From the video decoding passage, extract the portion starting with "[0165] The adder" and going on through "be decoded later.".

— Extract —
________________________________________

Accordingly, in this case, the inter predictor 1544 may select the
candidate indicated by the motion vector predictor identification
information from among the motion vector predictor candidates as
the motion vector predictor. However, when the video encoding
apparatus determines a motion vector predictor using a function
predefined for a plurality of motion vector predictor candidates,
the inter predictor may determine the motion vector predictor by
applying the same function as that of the video encoding apparatus.
Once the motion vector predictor of the current block is
determined, the inter predictor 1544 derives the motion vector of
the current block by adding the motion vector predictor and the
differential motion vector delivered from the decoder 1510. Then,
the inter predictor determines a reference picture referenced by
the motion vector of the current block, using the information about
the reference picture delivered from the decoder 1510.
[0164] When the motion vector and the reference picture of the
current block are determined in the merge mode or differential
motion vector encoding mode, the inter predictor 1542 generates a
prediction block for the current block using the block indicated by
the motion vector in the reference picture.
[0165] The adder 1550 adds the residual block output from the
inverse transformer and the prediction block output from the inter
predictor or intra predictor to reconstruct the current block. The
pixels in the reconstructed current block are utilized as reference
samples for intra prediction of a block to be decoded later.
[0166] The filter unit 1560 deblock-filters the boundaries between
the reconstructed blocks in order to remove blocking artifacts
caused by block-by-block decoding and stores the deblock-filtered
blocks in the memory 1570. When all the blocks in one picture are
reconstructed, the reconstructed picture is used as a reference
picture for inter prediction of blocks in a subsequent picture to
be decoded.
[0167] The video decoding technique described above is applied even
when 360 sphere projected onto 2D and encoded in 2D is decoded.
[0168] In the case of 360 video, as described above, the metadata
of the 360 video is encoded at the position of more than one of the
Video Parameter Set (VPS), the Sequence Parameter Set (SPS), the
Picture Patameter Set (PPS), and the Supplementary Enhancement
Information (SEI). Accordingly, the decoder 1510 extracts (i.e.,
parses) the metadata of the 360 video at the corresponding
position. The parsed metadata is used to reconstruct the 360 video.
In particular, the metadata may be used to predict the current
block or to decode prediction information about the current
block.
[0169] FIG. 16 is a block diagram of an apparatus configured to
determine prediction information about a current block in 360 video
according to an embodiment of the present invention.
[0170] The apparatus 1600 includes a prediction information
candidate generator 1610 and a prediction information determinator
1620.

________________________________________

— Data provided —
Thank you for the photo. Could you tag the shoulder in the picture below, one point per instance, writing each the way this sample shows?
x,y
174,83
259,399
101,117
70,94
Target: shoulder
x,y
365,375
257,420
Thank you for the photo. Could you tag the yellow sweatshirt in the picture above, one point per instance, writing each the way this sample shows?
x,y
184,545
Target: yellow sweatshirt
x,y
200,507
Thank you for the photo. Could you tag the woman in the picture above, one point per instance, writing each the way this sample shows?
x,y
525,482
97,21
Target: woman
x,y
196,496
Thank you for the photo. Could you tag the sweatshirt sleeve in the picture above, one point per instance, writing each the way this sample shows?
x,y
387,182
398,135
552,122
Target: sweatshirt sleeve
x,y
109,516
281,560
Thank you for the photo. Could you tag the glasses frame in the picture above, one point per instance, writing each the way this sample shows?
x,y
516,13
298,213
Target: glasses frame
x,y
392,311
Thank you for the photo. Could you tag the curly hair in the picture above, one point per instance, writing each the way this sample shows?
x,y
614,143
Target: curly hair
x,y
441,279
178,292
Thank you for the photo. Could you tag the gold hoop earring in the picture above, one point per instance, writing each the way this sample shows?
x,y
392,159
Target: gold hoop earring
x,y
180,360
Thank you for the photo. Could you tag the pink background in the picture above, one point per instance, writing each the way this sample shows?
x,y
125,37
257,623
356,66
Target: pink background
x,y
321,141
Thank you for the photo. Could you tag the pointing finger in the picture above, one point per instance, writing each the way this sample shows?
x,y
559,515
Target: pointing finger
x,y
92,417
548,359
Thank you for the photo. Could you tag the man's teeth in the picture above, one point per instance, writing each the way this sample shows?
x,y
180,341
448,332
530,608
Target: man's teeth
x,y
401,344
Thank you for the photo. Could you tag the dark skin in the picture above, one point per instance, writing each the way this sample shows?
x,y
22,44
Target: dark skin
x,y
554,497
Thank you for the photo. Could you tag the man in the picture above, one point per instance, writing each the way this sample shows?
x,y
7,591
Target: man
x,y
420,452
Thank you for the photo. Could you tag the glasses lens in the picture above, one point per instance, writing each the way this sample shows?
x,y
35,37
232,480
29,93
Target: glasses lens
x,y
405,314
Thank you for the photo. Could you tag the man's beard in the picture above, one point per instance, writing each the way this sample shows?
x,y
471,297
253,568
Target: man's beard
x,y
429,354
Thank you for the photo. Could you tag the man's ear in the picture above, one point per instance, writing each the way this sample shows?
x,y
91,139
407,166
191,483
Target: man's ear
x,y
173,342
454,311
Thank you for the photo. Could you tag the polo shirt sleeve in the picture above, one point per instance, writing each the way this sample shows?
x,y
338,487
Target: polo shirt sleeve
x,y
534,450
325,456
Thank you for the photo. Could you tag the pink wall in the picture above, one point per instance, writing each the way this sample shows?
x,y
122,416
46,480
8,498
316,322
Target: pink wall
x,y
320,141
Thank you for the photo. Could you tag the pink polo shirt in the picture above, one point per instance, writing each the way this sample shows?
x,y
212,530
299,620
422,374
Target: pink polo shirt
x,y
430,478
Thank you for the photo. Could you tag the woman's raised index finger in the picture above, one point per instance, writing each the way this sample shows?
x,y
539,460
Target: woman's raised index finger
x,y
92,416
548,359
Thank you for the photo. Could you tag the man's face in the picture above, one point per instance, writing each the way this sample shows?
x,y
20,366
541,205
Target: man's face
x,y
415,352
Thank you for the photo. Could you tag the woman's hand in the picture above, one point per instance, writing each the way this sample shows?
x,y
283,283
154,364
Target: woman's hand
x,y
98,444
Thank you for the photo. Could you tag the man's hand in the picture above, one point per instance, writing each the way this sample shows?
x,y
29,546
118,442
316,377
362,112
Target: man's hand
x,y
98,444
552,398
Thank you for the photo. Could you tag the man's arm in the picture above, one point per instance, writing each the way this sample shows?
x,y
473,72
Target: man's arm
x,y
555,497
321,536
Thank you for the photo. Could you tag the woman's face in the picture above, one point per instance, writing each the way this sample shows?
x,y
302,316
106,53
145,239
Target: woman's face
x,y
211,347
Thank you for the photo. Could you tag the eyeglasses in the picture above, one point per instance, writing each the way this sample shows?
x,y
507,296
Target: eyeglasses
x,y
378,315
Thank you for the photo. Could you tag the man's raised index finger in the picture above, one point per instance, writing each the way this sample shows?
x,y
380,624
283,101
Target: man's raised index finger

________________________________________

— Exercise output —
[0165] The adder 1550 adds the residual block output from the
inverse transformer and the prediction block output from the inter
predictor or intra predictor to reconstruct the current block. The
pixels in the reconstructed current block are utilized as reference
samples for intra prediction of a block to be decoded later.